_MATERIAL_
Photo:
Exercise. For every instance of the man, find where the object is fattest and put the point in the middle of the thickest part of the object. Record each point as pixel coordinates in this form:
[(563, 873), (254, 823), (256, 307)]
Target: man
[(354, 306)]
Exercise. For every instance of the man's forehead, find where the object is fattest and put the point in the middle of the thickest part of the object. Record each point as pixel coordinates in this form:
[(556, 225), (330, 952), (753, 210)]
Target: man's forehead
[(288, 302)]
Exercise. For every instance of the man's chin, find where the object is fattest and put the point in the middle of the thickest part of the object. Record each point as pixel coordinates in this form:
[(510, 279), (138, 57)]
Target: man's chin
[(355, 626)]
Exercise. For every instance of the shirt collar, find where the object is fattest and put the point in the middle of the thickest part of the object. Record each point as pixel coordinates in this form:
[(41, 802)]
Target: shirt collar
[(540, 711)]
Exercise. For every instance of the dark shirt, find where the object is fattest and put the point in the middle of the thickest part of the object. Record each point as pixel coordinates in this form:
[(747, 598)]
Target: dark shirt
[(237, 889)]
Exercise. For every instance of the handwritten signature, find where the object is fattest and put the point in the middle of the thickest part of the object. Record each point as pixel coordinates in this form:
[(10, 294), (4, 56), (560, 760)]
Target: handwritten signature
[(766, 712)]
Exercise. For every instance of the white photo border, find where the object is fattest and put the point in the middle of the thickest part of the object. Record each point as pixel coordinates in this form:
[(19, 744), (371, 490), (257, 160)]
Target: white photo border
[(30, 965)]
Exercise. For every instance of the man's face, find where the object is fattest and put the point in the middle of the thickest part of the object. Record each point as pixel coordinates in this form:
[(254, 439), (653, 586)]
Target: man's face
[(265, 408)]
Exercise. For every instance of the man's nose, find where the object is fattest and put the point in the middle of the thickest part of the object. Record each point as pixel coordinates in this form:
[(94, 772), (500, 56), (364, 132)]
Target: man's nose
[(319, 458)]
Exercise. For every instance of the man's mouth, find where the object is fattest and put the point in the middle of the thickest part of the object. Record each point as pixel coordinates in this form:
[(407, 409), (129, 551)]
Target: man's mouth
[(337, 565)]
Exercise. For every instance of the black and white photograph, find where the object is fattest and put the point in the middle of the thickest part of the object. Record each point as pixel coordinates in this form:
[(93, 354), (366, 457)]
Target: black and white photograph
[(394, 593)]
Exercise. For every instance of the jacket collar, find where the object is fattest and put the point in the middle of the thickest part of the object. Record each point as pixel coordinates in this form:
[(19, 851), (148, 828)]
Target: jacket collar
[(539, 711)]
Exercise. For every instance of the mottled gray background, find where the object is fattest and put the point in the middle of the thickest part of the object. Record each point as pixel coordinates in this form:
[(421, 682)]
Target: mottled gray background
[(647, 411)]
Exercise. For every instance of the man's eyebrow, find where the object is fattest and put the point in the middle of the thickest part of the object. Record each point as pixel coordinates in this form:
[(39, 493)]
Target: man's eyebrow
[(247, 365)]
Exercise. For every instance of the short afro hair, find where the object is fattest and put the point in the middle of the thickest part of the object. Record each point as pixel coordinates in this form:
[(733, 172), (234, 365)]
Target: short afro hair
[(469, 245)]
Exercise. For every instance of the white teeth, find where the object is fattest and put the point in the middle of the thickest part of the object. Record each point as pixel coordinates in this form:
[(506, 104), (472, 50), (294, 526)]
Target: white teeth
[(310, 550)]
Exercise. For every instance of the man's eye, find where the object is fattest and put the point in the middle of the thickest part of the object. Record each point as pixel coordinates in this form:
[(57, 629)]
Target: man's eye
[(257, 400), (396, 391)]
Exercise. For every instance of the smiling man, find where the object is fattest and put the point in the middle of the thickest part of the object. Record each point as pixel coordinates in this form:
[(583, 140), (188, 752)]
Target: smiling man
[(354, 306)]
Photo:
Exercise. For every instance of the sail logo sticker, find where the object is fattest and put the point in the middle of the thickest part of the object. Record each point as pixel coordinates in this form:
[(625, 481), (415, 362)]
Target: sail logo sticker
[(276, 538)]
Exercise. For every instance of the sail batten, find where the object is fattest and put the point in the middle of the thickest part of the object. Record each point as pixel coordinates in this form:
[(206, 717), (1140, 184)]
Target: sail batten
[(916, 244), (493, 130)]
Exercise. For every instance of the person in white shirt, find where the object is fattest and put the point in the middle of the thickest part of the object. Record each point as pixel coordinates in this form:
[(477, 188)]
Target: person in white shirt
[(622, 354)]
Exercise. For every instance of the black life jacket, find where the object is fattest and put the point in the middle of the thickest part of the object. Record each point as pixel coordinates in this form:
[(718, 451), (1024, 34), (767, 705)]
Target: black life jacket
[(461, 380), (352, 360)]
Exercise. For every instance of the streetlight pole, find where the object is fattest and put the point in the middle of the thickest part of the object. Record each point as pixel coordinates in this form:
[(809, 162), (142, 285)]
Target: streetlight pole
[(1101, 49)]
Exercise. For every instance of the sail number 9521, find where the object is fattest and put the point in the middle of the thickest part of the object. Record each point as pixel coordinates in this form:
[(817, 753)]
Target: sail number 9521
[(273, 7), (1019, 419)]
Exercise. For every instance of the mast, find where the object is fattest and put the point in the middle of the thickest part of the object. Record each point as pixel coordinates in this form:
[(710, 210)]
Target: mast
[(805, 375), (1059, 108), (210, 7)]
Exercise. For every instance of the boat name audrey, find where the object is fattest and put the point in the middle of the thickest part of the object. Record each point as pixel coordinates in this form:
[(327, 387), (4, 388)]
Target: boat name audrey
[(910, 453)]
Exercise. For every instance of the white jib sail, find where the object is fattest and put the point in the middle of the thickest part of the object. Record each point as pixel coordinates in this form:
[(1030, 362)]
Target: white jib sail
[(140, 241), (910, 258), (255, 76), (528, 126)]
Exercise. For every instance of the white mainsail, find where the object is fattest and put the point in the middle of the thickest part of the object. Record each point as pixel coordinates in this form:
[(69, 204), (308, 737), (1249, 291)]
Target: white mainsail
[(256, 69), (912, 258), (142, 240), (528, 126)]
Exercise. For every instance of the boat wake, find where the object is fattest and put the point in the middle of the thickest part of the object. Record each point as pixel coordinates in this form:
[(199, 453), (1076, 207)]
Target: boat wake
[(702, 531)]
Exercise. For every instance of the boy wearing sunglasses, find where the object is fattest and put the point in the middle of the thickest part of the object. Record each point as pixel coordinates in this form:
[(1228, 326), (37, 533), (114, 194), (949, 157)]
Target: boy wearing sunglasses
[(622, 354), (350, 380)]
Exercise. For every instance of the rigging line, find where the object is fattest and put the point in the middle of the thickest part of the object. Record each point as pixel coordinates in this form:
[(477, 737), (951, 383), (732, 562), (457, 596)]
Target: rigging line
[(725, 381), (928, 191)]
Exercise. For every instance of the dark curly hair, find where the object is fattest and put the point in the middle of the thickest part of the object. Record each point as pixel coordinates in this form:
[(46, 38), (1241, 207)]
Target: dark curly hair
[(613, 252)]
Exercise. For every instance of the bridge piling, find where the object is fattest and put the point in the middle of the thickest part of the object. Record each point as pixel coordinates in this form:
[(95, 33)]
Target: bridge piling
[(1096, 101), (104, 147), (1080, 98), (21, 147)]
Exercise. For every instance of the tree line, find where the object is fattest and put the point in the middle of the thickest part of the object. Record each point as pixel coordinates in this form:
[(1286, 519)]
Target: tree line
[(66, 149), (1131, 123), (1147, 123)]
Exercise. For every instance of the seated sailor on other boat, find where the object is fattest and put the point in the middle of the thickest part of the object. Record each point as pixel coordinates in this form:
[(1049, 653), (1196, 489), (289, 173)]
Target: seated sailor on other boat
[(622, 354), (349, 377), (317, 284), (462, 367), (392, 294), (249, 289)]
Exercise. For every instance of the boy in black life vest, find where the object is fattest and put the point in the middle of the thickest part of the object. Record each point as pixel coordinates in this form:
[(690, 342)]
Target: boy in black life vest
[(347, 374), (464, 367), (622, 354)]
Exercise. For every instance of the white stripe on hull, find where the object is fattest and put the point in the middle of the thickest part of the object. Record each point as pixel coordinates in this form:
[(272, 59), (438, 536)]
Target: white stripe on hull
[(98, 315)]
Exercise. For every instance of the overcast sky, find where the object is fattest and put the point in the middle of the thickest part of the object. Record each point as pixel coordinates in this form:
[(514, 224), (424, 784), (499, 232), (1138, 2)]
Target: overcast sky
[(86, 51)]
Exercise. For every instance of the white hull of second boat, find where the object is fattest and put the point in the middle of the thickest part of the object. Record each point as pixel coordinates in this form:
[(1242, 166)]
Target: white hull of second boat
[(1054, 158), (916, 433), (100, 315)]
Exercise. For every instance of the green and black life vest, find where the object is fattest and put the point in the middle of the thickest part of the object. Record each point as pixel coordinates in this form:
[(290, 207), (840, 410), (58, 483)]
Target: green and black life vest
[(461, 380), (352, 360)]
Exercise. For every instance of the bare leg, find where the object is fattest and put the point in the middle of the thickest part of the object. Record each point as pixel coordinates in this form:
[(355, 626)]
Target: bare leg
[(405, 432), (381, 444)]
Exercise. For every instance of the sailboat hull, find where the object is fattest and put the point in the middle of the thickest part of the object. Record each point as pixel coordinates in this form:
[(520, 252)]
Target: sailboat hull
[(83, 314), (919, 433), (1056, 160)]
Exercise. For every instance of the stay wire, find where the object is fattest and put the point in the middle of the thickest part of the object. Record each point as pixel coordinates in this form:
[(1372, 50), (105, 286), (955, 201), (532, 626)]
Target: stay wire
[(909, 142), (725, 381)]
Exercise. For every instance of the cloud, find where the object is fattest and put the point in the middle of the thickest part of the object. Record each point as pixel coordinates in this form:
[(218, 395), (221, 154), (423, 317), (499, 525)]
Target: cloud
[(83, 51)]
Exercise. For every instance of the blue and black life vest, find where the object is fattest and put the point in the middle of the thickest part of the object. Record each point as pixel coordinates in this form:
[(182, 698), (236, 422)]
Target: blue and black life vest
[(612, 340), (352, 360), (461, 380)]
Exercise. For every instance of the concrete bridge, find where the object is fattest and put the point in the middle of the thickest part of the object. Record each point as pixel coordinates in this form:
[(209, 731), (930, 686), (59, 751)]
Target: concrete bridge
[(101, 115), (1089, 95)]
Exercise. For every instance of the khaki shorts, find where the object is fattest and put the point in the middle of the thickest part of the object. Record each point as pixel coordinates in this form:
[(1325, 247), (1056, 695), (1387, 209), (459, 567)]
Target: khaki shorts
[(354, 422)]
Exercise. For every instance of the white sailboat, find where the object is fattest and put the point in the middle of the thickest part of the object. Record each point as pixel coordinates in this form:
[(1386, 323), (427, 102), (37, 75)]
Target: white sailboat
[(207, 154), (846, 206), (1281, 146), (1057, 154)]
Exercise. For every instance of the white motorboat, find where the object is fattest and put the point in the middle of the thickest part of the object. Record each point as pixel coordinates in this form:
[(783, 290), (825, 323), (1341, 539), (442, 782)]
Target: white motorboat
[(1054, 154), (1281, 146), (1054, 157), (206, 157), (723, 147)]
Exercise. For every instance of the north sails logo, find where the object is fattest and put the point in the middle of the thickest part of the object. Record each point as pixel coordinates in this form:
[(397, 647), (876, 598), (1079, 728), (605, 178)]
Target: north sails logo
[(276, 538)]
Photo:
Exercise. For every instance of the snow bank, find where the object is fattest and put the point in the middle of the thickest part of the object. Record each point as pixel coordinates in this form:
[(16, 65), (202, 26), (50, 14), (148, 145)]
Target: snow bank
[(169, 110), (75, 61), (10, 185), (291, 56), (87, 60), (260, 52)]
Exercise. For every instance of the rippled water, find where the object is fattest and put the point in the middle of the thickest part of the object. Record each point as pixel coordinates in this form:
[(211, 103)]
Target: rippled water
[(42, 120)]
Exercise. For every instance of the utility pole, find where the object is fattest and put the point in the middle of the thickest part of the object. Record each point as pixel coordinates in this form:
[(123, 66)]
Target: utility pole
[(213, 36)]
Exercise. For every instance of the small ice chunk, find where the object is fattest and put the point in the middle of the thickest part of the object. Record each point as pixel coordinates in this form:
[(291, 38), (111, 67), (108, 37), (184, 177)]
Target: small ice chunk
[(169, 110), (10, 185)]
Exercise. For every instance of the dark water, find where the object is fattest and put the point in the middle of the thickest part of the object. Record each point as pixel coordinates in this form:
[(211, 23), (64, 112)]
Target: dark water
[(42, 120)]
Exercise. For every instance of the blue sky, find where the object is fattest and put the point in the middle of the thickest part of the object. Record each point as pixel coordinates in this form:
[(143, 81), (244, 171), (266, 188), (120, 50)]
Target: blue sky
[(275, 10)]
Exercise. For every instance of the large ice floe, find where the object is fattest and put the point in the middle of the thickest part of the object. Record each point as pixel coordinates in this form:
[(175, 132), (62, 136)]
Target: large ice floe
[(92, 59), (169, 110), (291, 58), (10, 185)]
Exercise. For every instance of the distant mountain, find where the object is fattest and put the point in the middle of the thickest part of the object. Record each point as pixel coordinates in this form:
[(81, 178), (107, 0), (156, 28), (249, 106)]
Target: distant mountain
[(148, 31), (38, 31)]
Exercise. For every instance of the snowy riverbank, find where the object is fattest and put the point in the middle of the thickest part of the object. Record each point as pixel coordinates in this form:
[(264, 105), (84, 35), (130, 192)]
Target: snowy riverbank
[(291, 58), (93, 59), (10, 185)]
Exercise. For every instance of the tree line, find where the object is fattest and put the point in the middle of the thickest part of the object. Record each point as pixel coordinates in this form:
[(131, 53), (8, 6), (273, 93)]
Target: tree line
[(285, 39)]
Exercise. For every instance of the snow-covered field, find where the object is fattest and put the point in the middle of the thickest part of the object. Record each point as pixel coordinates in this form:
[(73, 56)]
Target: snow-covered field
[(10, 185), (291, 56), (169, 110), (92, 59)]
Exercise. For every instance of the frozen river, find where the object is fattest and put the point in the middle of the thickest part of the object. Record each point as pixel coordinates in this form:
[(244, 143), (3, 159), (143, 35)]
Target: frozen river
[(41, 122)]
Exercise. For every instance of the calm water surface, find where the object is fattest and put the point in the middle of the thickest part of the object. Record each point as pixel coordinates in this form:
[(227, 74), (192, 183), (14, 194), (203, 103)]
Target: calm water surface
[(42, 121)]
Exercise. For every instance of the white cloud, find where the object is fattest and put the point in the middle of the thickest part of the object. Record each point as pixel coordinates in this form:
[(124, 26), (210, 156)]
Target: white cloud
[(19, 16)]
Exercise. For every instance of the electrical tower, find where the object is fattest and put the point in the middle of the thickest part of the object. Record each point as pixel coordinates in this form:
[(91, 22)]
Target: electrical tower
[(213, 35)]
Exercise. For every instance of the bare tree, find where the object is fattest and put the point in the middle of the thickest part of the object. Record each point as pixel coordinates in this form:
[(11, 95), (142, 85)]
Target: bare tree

_INSTRUCTIONS TO FOLLOW_
Recast the lines above as a JSON list of strings, one string per line and with blank lines omitted, starting with the line that contains "Exercise. For every instance of the snow-covered" and continuing through the line that contains "[(41, 122)]".

_WRITTEN REPLY_
[
  "Exercise. For every instance of the snow-covered field, find where the object is fattest and put the point in the middle of the thickest part of the object. Record each point as pixel coordinates in this form:",
  "[(73, 56)]",
  "Target: snow-covered field",
  "[(10, 185), (291, 56), (169, 110), (92, 59)]",
  "Exercise. For every instance of the frozen river, find where the object is fattest and put the point in the middle of the thickest part of the object. Record each point as pixel coordinates in this form:",
  "[(244, 143), (3, 159), (143, 35)]",
  "Target: frozen river",
  "[(41, 122)]"
]